# It's official for me. Finale 25 SUUUUUUUUUUUUUUCKS!



## kitekrazy (Dec 18, 2016)

Can't get playback, no VSTs, always error setting up Audio. Nothing nada works. I deleted my functional Finale 2009.

Same behavior on two systems.


----------



## JJP (Dec 18, 2016)

I haven't been using Finale 25 exclusively yet because I'm waiting for some plugins to be ported, but on my Mac it seemed fine. I use Finale 2014.5 heavily nearly every day.


----------



## kitekrazy (Dec 18, 2016)

Applying the update date even though I have the latest version seems to work. Notion works fine for me but after using Finale it's the old dog new tricks for me.


----------



## pmcrockett (Dec 18, 2016)

Finale 25 seems grumpier about audio devices (compared with 2006) for me, too, although my current audio device doesn't really work well with any program, so it may not be Finale's fault entirely in my case.


----------



## kitekrazy (Dec 19, 2016)

pmcrockett said:


> Finale 25 seems grumpier about audio devices (compared with 2006) for me, too, although my current audio device doesn't really work well with any program, so it may not be Finale's fault entirely in my case.



It's their fault. ASIO is more common than DS or WASPI. They need to get out of the 90's. Finale doesn't want to work on the other machine now. It seems Finale 2014 was their best latest release.

····················

**GIVEN INSTRUCTION A**.
In the Finale 25 forum thread, which version of Finale does JJP say he uses heavily nearly every day?
**GIVEN INSTRUCTION B**.
Reproduce the passage of the Finale 25 forum thread starting at "Can't get playback, no" and ending at "nearly every day.".
**GIVEN INSTRUCTION C**.
Write the next part of the Finale 25 forum thread, picking up after its final post.

**Point annotation records**.

····················

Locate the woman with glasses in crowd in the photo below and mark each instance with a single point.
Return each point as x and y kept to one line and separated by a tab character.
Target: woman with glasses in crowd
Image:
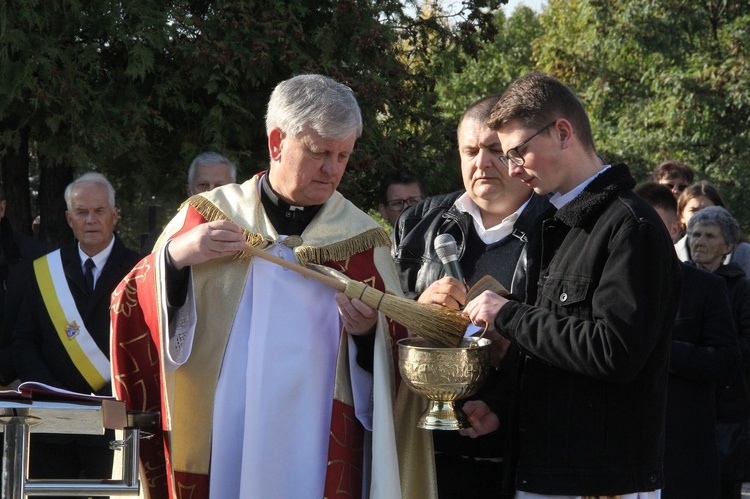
695	198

····················

**TASK ANSWER A**.
Finale 2014.5

**TASK ANSWER B**.
Can't get playback, no VSTs, always error setting up Audio. Nothing nada works. I deleted my functional Finale 2009.

Same behavior on two systems.


----------



## JJP (Dec 18, 2016)

I haven't been using Finale 25 exclusively yet because I'm waiting for some plugins to be ported, but on my Mac it seemed fine. I use Finale 2014.5 heavily nearly every day.

**TASK ANSWER C**.
----------



## wcreed51 (Dec 20, 2016)

Finale has a habit of switching in the re-wire mode. Go to MIDI/Audio & Device Setup and choose reset ReWire


----------



## kitekrazy (Dec 21, 2016)

I think that option is greyed out.


----------



## kitekrazy (Mar 30, 2017)

I now have a server busy error. What is that? It is now acting like ransom ware. Worst update I've ever had.


----------



## kitekrazy (Mar 30, 2017)

Solved it. Had to stop the print spooler.


----------



## kitekrazy (Mar 30, 2017)

No playback on both systems. Still can't use an ASIO driver. Authorizarion needed again.

I'm done with Finale. Now I can piss off the fan boys at Make Music.


----------



## wcreed51 (Mar 31, 2017)

You might want to install yesterdays update (25.3). Maintaining authorization is one of the proported fixes


----------



## jsaras (Mar 31, 2017)

Maybe they'll get it sorted out in version 26.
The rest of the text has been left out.